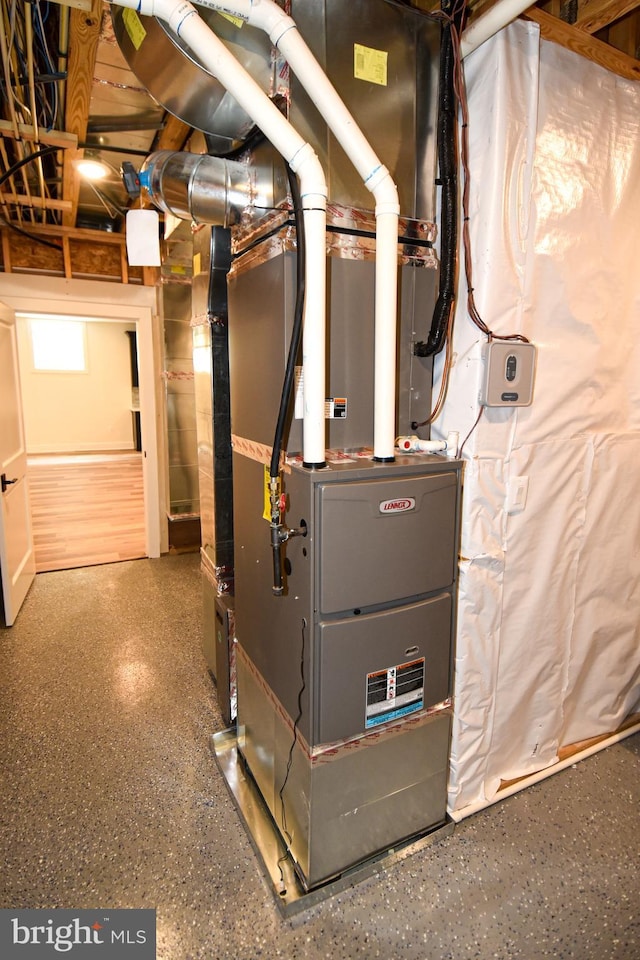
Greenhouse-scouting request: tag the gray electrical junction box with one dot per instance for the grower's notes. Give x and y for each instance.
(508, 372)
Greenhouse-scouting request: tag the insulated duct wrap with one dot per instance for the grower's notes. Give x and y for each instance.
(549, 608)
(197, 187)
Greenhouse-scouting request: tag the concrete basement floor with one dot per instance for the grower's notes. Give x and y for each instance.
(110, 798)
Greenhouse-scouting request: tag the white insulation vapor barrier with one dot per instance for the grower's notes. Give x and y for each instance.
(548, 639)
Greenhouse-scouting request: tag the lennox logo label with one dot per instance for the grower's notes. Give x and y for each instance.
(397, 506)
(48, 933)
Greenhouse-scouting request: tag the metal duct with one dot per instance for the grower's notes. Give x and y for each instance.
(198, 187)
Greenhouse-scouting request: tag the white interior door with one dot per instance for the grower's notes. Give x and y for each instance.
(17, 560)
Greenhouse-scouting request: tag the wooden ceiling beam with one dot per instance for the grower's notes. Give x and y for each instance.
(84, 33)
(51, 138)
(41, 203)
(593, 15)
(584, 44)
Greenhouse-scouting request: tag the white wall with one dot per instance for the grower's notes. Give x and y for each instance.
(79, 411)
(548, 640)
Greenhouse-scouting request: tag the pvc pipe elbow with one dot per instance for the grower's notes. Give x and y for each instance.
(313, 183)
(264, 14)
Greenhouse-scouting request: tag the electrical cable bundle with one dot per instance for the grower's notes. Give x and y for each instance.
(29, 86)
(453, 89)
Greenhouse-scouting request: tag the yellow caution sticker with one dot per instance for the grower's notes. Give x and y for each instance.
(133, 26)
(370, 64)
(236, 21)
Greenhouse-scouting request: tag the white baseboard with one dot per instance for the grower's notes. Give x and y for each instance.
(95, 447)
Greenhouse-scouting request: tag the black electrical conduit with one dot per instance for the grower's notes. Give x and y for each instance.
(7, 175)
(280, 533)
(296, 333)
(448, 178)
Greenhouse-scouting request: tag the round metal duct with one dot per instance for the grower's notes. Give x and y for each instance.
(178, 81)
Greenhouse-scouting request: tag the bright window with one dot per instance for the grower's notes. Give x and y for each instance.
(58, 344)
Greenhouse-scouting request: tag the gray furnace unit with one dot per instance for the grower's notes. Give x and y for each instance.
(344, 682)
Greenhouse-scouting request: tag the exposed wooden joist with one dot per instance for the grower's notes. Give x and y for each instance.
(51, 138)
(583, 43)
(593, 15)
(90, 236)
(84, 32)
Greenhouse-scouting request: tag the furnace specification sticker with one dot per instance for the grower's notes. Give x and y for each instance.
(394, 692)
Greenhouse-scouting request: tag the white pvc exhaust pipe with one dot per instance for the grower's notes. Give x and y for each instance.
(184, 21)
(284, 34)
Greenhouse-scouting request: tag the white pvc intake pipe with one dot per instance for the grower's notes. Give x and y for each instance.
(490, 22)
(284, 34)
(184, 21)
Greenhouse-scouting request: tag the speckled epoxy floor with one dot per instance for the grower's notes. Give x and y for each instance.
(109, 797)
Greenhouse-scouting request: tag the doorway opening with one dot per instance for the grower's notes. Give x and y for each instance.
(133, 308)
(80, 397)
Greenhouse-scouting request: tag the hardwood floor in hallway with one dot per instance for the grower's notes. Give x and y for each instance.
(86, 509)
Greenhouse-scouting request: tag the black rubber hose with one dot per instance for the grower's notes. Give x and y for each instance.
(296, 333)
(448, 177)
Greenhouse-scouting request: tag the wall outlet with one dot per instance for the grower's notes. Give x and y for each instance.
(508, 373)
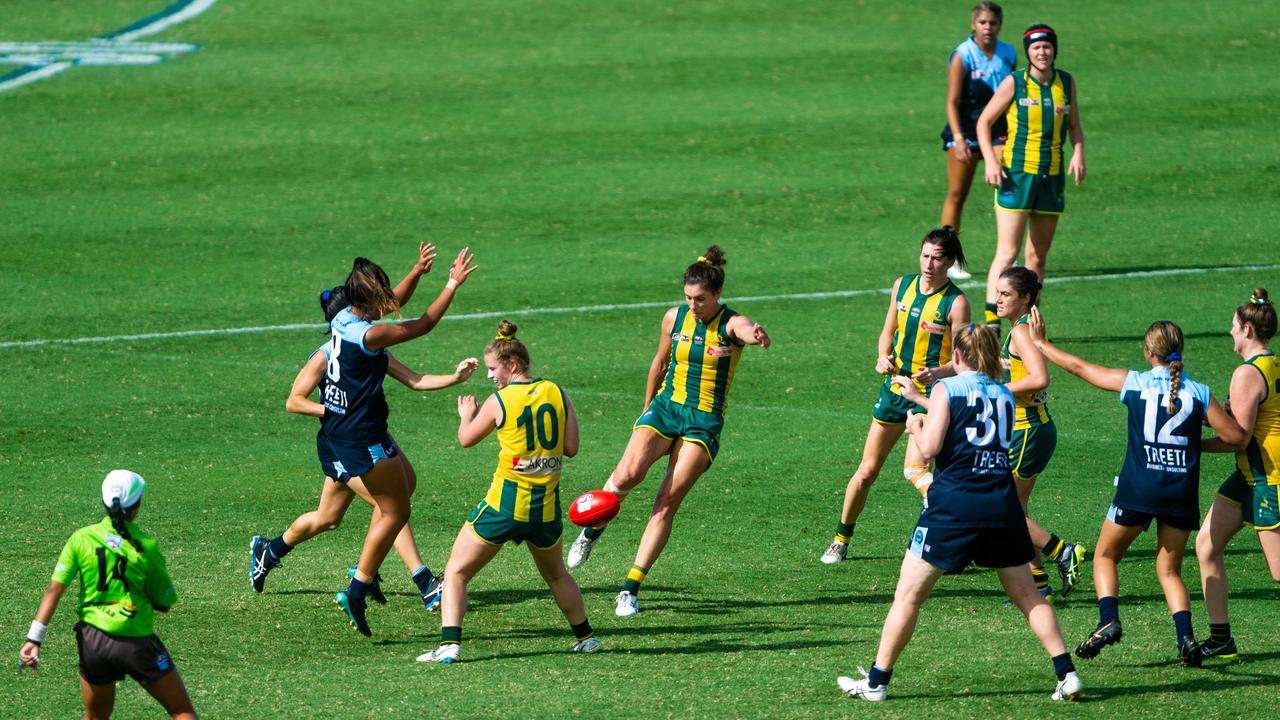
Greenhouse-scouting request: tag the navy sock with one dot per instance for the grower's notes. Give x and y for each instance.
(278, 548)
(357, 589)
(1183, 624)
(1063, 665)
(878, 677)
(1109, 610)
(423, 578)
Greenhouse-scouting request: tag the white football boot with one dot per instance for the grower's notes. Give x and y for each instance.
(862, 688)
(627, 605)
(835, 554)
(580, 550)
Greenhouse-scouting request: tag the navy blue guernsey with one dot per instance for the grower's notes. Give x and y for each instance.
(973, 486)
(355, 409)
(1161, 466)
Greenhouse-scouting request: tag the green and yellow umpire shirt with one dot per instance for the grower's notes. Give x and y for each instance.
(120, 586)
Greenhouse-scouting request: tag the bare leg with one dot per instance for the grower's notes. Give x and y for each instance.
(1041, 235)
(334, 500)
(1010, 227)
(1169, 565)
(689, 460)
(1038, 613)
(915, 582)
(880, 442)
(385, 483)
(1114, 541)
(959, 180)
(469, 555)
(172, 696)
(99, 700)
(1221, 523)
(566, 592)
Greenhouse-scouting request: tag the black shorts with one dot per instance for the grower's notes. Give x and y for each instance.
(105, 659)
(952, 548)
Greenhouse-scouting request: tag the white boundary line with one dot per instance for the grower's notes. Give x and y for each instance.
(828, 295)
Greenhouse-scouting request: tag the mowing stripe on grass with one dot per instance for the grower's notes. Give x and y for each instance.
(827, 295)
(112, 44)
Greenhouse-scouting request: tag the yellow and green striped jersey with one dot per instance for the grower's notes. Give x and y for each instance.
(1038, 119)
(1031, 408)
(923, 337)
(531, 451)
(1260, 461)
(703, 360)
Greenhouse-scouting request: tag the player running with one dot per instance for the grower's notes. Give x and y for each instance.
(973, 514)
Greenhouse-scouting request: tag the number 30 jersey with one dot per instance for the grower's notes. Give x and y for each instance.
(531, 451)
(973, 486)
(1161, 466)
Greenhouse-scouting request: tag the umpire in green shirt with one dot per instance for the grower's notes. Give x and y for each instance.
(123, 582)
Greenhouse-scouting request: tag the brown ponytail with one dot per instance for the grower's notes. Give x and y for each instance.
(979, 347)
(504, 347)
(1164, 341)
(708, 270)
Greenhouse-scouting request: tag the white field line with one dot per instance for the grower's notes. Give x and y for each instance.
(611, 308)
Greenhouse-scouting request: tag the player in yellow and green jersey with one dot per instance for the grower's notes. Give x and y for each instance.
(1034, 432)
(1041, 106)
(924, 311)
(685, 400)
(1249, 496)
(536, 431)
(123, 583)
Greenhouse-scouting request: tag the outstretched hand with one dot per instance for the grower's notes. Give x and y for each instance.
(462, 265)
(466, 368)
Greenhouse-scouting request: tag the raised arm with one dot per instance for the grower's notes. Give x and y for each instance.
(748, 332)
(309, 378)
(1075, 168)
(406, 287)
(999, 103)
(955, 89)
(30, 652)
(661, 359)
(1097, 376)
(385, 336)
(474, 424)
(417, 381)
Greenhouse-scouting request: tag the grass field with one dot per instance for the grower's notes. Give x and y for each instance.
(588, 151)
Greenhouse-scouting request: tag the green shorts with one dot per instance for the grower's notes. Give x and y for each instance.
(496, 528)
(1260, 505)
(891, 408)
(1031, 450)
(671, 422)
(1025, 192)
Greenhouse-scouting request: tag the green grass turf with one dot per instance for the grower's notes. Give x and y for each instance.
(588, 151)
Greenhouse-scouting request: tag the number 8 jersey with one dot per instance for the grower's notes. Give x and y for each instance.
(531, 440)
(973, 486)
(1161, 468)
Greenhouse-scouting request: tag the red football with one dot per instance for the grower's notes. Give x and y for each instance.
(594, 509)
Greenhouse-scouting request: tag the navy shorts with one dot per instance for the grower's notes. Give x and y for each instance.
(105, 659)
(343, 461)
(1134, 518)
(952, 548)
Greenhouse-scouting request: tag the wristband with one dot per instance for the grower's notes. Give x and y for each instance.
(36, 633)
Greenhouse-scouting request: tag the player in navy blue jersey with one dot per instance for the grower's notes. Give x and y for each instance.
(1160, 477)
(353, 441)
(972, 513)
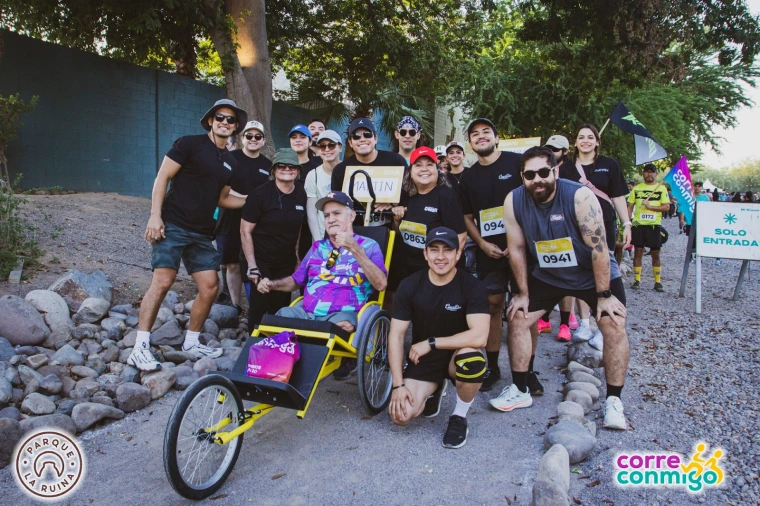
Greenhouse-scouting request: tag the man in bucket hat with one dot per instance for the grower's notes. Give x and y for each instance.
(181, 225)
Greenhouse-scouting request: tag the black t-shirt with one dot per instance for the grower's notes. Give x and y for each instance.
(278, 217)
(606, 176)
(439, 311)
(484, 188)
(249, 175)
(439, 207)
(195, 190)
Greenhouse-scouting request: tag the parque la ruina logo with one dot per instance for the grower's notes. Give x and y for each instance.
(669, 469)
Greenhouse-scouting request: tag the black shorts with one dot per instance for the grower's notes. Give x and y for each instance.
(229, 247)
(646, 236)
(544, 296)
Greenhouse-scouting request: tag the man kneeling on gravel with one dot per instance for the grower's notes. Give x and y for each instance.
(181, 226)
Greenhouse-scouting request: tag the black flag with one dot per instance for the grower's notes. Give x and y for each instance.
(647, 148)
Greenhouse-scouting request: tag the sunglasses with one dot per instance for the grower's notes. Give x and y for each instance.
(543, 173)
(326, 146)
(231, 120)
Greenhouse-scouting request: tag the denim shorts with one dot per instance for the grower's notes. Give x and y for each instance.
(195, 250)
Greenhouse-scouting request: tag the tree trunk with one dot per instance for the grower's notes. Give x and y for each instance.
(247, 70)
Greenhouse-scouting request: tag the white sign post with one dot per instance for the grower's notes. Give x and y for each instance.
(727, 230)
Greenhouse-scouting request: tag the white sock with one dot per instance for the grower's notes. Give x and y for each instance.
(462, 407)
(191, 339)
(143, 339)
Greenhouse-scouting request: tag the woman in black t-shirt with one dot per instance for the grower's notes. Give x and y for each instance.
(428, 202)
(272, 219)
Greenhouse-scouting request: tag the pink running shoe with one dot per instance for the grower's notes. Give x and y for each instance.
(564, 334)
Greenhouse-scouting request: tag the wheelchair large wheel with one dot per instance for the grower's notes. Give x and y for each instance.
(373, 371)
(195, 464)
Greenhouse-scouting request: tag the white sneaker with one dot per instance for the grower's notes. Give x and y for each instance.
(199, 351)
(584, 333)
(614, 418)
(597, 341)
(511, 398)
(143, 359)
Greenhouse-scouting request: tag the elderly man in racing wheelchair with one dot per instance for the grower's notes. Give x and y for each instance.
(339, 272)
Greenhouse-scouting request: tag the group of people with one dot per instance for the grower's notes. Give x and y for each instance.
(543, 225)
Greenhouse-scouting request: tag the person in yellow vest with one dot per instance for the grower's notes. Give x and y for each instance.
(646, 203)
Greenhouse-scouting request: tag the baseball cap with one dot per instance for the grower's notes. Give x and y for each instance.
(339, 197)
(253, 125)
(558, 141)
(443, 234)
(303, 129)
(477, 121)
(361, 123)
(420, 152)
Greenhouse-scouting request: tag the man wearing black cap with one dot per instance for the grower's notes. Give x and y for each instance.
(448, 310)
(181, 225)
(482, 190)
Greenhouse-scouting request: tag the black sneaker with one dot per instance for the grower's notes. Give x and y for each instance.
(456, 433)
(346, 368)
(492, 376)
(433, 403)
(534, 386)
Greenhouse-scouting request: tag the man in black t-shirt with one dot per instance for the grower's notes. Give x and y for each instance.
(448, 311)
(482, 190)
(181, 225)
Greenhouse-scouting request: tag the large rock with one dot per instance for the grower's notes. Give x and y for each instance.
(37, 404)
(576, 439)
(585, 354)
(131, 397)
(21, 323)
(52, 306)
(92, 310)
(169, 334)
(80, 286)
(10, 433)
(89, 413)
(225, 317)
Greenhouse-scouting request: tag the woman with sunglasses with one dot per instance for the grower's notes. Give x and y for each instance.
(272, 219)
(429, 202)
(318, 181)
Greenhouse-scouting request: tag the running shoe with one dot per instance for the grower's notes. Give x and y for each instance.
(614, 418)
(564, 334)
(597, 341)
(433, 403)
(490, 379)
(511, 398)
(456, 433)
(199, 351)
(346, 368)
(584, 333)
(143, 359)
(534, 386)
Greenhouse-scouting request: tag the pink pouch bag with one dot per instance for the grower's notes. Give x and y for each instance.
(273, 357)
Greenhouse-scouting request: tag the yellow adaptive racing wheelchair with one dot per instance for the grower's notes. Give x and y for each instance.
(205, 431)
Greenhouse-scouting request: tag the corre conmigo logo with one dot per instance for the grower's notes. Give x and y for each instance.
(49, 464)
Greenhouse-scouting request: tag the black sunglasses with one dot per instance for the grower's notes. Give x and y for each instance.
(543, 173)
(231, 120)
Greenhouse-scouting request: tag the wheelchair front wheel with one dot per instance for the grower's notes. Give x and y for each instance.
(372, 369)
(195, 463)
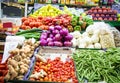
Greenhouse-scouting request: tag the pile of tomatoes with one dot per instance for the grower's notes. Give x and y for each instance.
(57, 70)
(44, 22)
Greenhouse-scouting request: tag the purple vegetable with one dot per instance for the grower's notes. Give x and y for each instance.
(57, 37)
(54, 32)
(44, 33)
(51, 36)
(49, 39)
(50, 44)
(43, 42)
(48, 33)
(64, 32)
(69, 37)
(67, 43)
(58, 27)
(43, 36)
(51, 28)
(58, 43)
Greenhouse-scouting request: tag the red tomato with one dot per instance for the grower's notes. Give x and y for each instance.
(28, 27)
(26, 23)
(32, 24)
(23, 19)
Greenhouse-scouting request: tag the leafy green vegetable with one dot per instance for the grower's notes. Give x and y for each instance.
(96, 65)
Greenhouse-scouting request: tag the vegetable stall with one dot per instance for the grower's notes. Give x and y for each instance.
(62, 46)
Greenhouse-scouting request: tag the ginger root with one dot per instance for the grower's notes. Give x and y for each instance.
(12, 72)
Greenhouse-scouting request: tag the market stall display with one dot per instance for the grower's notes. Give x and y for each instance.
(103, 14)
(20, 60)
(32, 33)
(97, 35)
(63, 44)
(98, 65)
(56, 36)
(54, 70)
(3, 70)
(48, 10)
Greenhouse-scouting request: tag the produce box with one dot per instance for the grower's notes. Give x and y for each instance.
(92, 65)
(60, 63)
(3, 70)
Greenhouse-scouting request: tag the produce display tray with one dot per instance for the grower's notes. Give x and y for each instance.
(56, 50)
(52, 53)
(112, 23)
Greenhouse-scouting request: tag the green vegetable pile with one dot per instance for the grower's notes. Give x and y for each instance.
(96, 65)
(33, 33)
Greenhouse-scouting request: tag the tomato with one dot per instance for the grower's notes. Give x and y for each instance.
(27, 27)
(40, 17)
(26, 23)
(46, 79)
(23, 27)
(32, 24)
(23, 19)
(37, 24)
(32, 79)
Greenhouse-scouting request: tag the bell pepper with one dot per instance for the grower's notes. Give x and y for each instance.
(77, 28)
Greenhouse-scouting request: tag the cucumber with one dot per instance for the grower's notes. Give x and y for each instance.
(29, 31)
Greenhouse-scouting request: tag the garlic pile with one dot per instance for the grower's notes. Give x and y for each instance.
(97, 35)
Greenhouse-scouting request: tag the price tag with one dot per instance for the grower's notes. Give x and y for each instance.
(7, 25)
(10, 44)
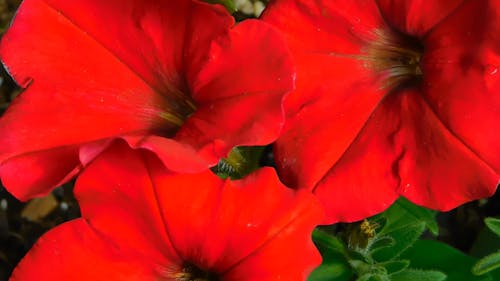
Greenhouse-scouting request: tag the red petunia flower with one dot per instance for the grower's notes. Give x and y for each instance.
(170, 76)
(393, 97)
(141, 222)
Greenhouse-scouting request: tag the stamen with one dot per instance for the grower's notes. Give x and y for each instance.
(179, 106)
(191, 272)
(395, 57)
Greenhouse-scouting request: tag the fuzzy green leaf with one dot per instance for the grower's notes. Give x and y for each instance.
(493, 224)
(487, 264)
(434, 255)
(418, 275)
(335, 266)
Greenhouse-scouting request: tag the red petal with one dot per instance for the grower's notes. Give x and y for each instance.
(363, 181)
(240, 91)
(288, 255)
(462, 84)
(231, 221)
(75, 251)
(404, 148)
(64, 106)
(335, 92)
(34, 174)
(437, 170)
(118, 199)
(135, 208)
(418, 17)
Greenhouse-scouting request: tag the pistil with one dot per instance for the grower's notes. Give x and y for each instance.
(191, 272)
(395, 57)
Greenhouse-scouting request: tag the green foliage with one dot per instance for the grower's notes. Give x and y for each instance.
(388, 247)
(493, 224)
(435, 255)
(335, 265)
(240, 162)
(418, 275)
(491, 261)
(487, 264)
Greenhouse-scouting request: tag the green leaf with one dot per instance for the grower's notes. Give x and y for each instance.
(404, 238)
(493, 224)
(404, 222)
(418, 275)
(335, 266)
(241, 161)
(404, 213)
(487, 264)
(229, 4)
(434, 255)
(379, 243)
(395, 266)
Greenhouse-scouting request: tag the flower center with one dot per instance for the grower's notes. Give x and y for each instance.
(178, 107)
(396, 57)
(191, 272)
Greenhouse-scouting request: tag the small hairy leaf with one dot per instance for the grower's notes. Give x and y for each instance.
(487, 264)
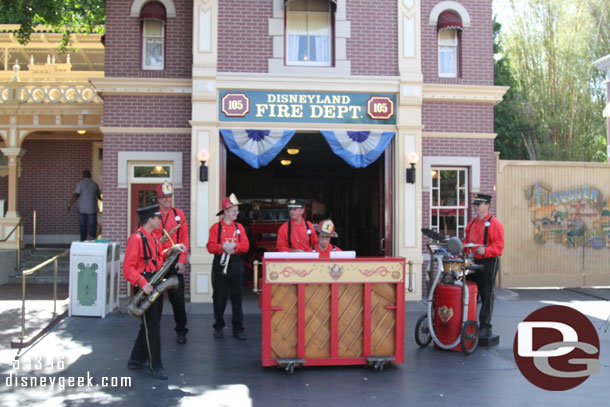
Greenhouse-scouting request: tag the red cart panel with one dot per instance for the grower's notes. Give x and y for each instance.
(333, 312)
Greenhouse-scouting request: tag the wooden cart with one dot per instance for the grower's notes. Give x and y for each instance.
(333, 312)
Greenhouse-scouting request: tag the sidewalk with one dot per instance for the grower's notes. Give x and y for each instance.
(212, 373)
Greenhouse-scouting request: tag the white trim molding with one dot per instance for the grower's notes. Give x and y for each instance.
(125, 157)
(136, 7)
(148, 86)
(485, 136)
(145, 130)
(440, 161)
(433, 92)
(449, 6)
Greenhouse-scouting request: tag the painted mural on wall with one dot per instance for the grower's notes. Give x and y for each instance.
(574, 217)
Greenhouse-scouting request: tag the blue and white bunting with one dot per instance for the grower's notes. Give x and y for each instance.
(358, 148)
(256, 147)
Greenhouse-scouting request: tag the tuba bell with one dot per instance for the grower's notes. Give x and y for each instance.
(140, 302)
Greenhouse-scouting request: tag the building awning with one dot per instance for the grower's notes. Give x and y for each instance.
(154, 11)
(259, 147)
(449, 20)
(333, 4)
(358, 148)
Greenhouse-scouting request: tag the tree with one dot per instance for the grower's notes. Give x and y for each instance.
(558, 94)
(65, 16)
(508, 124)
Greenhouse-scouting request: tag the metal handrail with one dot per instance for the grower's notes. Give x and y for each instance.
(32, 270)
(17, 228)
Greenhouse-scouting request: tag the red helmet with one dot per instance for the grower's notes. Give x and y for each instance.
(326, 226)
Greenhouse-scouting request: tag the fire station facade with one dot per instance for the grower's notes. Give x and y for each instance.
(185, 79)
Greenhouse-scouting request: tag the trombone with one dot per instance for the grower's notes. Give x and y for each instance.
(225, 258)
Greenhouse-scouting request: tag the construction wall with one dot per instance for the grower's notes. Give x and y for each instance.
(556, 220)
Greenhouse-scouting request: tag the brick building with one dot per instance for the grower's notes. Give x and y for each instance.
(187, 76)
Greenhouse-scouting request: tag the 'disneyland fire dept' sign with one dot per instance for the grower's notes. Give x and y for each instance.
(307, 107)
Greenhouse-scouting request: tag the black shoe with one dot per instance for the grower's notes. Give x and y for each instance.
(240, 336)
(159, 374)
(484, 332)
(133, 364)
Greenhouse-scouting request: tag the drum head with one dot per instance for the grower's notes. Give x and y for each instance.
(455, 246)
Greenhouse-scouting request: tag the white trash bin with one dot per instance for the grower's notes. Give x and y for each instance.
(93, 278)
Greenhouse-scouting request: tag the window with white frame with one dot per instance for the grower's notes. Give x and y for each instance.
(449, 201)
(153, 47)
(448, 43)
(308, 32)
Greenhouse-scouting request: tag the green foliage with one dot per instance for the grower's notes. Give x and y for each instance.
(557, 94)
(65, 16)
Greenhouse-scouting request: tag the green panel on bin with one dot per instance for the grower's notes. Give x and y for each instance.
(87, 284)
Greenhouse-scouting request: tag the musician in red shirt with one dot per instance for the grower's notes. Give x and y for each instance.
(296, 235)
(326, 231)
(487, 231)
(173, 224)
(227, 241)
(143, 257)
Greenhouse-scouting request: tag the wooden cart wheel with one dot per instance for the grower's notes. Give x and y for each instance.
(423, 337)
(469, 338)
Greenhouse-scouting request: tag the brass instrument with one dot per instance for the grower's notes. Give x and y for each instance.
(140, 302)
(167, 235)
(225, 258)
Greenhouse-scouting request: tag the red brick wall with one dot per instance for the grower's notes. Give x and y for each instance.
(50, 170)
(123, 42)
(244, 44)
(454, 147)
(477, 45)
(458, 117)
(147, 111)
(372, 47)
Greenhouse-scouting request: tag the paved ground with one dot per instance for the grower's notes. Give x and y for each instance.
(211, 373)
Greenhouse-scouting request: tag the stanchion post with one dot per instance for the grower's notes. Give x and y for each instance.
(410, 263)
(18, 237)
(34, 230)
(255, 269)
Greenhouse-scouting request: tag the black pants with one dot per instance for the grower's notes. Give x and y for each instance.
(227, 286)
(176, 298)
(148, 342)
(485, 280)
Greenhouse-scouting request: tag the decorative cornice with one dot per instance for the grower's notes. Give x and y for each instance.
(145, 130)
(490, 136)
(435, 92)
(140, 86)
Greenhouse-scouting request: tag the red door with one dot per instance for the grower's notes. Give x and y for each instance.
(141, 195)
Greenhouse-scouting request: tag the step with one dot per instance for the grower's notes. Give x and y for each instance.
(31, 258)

———

=== Requirement ===
Return the lines from the line containing "Greenhouse-scouting request: tag the stanchion" to the end of the entries above, exactly as they appear and with no other output.

=== Result ===
Greenhouse-scouting request: tag the stanchion post with one dot per instance for the grower's notes. Give x and y for each instance.
(410, 263)
(18, 237)
(34, 230)
(255, 269)
Greenhouse-scouting request: tag the black pants with one dot per instance for the grower's notes. Give x and y for each instance.
(227, 286)
(176, 298)
(148, 342)
(485, 280)
Greenhouse-scouting request: tag the decorative cornice with one dot per instance for the grower's notes. Give x and y for each instance.
(145, 130)
(490, 136)
(435, 92)
(140, 86)
Greenhouse-scouting request: tag the red door with one dot per instance for the grower's notes. Give x and y for each instance.
(141, 195)
Greenhouse-scouting request: tag the step with one dot per instance for the grower's notes. Give x and y for each instance.
(31, 258)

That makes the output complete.